#### PASSAGE TO READ ####
The keyword :pipe as source or sink is supported just for the backward compatibility. They work as if a symbol stdin, stdout or stderr is given, respectively:

:input :pipe   ≡ :redirects '((< 0 stdin))
:output :pipe  ≡ :redirects '((> 1 stdout))
:error :pipe   ≡ :redirects '((> 2 stderr))

That is, a pipe is created and its one end is connected to the child process’s stdio, and the other end is available by calling (process-input process), (process-output process) or (process-error process). (That is because process-input and process-output uses stdin and stdout respectively when name argument is omitted, and (process-error p) is equivalent to (process-output p 'stderr).)

The keyword :merge can only be used for :error keyword argument, and it is a shorthand notation of :redirects '((>& 2 1)), that is, merge the child process’s stderr into child process’s stdout.

See the description of redirects above for the meanings of the argument values.

Execution environment

Subprocess argument: environment env-list

The argument must be #f (default) or a list of strings, each of which has the form NAME=VALUE. If it is #f, the subprocess inherits the same environment variables as the current process. If it is a list of strings, it specifies the environment variables the subprocess sees. The form is the same as what sys-environ returns, so you can easily add to/remove from the current environment (see Environment inquiry).
#### GIVEN ENTRIES ####
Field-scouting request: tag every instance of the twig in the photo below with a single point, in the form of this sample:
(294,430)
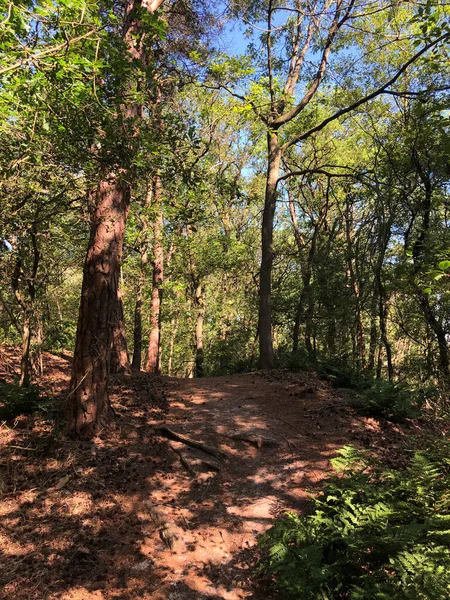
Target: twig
(178,437)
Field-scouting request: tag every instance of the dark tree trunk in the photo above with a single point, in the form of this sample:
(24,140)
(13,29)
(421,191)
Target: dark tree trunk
(353,280)
(266,354)
(153,352)
(173,336)
(88,401)
(24,380)
(419,250)
(119,356)
(137,331)
(199,355)
(383,311)
(373,332)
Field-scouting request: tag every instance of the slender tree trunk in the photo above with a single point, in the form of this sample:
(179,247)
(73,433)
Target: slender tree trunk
(419,250)
(351,270)
(40,341)
(88,401)
(137,330)
(383,310)
(153,352)
(120,362)
(24,380)
(373,331)
(266,354)
(173,337)
(199,355)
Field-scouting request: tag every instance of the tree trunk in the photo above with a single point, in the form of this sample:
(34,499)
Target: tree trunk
(266,354)
(174,328)
(419,250)
(352,276)
(120,362)
(88,401)
(199,356)
(383,304)
(373,332)
(137,330)
(152,362)
(24,380)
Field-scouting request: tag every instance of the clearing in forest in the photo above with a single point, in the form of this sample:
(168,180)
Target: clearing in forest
(140,514)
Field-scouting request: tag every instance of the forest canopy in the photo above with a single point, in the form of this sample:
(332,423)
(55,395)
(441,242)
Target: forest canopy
(206,189)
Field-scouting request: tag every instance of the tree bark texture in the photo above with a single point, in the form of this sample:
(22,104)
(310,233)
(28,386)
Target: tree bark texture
(119,357)
(199,354)
(88,401)
(153,351)
(266,353)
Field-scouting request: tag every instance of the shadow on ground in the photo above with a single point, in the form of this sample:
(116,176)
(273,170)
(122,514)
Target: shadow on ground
(136,516)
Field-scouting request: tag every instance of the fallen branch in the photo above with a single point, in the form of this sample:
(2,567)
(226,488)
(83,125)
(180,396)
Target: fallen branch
(178,437)
(254,439)
(184,462)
####
*WORK TO COMPLETE:*
1. Answer these questions using the subprocess documentation.
(a) Which redirects form is :error :pipe equivalent to?
(b) For which keyword argument can :merge be used?
(c) What is the default value of the environment argument?
2. Give every procedure name that appears in the subprocess documentation.

*ANSWERS TO THE PROBLEMS:*
1.
(a) :redirects '((> 2 stderr))
(b) Only :error
(c) #f

2. process-input, process-output, process-error, sys-environ